* **WHAT YOU HAVE TO DO**
Turn the lines of the listing, from the line containing "Target: blurred background wall" through the last line, into a JSON list of strings, one string per line, leaving out blank lines.

——————

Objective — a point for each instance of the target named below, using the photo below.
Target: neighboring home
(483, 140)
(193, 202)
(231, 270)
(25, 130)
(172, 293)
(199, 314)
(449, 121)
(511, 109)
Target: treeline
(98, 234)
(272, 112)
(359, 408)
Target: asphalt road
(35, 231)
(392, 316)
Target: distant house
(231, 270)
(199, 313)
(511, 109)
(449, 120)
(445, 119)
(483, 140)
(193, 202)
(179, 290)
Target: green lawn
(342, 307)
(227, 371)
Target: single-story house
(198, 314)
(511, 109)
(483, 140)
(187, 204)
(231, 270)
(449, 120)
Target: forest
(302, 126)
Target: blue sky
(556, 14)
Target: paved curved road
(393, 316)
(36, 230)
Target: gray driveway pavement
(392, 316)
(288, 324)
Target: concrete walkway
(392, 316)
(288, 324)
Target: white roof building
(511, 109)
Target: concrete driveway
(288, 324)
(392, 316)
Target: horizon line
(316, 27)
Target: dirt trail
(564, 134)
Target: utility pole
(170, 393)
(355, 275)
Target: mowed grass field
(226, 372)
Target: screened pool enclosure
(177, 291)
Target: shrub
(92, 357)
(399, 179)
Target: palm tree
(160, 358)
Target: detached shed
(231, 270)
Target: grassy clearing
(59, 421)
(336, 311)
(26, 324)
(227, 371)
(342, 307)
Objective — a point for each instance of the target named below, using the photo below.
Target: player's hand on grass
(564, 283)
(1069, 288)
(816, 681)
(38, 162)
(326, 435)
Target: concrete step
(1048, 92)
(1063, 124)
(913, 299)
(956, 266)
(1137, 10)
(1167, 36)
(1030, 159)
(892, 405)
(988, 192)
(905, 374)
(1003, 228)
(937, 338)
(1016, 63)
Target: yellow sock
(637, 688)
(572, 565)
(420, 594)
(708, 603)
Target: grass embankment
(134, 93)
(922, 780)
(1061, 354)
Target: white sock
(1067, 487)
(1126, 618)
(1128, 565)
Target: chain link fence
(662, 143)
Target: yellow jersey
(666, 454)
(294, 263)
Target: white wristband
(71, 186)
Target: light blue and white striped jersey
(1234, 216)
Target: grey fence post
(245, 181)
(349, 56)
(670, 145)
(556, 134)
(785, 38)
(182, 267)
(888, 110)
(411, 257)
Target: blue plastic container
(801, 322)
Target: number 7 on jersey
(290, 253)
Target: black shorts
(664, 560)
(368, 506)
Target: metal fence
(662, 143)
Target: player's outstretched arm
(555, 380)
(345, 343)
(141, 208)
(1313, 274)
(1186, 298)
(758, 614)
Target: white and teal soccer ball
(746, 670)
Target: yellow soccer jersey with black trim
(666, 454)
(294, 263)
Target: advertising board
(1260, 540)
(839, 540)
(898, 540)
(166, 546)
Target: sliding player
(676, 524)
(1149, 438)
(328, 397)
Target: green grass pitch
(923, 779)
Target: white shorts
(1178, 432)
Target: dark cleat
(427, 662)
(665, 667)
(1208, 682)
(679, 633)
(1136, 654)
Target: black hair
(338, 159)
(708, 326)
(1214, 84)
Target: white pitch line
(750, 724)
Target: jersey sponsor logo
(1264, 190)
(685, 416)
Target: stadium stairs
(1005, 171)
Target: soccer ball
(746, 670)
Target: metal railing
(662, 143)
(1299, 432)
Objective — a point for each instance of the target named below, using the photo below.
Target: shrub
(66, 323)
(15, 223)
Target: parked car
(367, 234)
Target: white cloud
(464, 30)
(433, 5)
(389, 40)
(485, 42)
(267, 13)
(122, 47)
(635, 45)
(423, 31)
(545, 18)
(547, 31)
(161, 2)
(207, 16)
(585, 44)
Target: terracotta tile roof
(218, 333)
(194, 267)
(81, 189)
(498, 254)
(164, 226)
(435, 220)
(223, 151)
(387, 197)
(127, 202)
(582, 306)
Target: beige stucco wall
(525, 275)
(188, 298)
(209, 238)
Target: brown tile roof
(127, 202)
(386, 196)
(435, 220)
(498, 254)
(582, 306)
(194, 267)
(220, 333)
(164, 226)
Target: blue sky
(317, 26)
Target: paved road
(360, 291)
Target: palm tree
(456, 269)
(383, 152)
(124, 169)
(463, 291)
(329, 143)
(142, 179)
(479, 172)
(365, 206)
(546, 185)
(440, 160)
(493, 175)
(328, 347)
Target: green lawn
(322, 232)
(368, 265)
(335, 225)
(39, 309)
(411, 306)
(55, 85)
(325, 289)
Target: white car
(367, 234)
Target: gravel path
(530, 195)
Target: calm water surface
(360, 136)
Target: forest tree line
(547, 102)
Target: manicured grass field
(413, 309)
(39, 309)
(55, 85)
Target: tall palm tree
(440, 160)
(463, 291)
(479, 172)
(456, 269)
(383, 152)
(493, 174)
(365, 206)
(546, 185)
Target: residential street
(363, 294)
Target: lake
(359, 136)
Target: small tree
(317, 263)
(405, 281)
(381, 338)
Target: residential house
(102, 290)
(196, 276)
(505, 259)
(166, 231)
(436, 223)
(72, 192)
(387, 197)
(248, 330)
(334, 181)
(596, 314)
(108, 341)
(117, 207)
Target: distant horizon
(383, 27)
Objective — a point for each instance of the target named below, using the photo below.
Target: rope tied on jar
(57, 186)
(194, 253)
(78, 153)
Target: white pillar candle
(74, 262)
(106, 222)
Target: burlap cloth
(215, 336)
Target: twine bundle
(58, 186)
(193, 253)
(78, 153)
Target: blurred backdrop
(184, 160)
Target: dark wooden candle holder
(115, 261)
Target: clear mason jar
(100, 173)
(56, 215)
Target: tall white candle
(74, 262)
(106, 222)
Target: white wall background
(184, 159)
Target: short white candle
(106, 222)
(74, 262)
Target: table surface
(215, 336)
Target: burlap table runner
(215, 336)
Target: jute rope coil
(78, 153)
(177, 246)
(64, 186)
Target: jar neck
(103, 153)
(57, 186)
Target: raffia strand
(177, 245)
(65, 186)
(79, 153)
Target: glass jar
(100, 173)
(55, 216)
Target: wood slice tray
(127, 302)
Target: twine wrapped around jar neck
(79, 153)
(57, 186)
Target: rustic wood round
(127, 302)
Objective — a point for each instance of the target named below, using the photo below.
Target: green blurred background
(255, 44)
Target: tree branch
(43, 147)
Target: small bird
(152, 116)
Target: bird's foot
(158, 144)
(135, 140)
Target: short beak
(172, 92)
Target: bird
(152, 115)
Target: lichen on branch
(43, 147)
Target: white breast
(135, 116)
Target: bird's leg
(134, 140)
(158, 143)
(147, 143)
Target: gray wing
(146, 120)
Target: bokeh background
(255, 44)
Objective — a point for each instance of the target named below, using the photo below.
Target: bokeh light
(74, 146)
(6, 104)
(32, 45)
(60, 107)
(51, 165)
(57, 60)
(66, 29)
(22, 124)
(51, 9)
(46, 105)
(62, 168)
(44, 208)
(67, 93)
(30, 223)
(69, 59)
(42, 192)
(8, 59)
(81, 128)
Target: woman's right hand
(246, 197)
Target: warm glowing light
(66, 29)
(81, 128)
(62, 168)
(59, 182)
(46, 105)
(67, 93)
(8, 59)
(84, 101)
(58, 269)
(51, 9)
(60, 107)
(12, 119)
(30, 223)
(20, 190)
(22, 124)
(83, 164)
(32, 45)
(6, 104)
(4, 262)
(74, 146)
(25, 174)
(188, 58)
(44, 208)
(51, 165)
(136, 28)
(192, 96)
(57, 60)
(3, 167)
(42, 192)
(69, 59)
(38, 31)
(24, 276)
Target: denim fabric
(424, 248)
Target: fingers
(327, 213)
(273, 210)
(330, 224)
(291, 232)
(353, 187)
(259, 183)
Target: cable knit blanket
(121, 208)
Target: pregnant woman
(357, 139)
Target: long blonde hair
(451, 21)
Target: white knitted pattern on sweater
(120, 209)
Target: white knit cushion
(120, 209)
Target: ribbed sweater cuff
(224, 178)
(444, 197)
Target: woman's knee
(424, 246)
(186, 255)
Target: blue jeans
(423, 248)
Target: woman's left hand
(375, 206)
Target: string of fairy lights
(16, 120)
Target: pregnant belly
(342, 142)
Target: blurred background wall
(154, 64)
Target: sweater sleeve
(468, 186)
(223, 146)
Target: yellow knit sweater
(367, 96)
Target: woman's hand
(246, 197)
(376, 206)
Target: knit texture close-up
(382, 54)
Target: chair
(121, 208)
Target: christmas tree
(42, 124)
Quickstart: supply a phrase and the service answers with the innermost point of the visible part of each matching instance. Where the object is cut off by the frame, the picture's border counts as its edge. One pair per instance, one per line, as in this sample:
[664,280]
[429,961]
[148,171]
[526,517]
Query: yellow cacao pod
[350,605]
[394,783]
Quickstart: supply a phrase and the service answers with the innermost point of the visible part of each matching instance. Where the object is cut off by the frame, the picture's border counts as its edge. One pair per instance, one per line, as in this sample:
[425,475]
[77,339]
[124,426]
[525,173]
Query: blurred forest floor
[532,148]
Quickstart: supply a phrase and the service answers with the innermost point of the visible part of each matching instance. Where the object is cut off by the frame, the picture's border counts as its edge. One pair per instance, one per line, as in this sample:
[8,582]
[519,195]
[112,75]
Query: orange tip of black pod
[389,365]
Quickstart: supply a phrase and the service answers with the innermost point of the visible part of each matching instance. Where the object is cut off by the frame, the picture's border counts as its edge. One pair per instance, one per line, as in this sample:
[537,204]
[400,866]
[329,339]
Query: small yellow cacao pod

——————

* **RESULT FOR THIS EXERCISE**
[
  "Target: blurred background wall",
  "(154, 64)",
  "Target: sweater sleeve",
  "(468, 186)",
  "(223, 146)",
  "Target: yellow knit sweater",
  "(367, 96)",
  "Target: woman's hand",
  "(246, 197)",
  "(376, 206)",
  "Target: knit texture close-up",
  "(382, 54)",
  "Target: chair",
  "(121, 208)",
  "Target: christmas tree",
  "(42, 124)",
  "Quickstart: supply a phrase and the service answers with the innermost point of the visible part of each matching instance. Where the object is cut off by the frame, the picture's border counts as its edge. One pair per instance, one per line, as in this sample:",
  "[664,280]",
  "[429,961]",
  "[148,171]",
  "[526,517]",
  "Query: yellow cacao pod",
  "[350,605]",
  "[394,783]",
  "Quickstart: supply a phrase and the service answers with the innermost point of the visible part of each matching instance. Where the object is cut off by the frame, the picture's border counts as its edge. One pair per instance, one per line, as in this sample:",
  "[425,475]",
  "[77,339]",
  "[124,426]",
  "[525,173]",
  "Query: blurred forest floor",
  "[532,148]",
  "Quickstart: supply a phrase and the service answers with the innermost point of the visible part of each matching instance. Where the object is cut off by the frame, the picture's border counts as its edge. One pair per instance, one per line, as in this sample:",
  "[8,582]",
  "[519,195]",
  "[112,75]",
  "Query: orange tip of black pod",
  "[389,365]",
  "Quickstart: supply a phrase and the service answers with the innermost point of the visible part of each matching instance. Where the object is cut off by the frame, the picture's border counts as its edge. One pair per instance, one per line, as in this sample:",
  "[537,204]",
  "[400,866]",
  "[329,339]",
  "Query: small yellow cacao pod"
]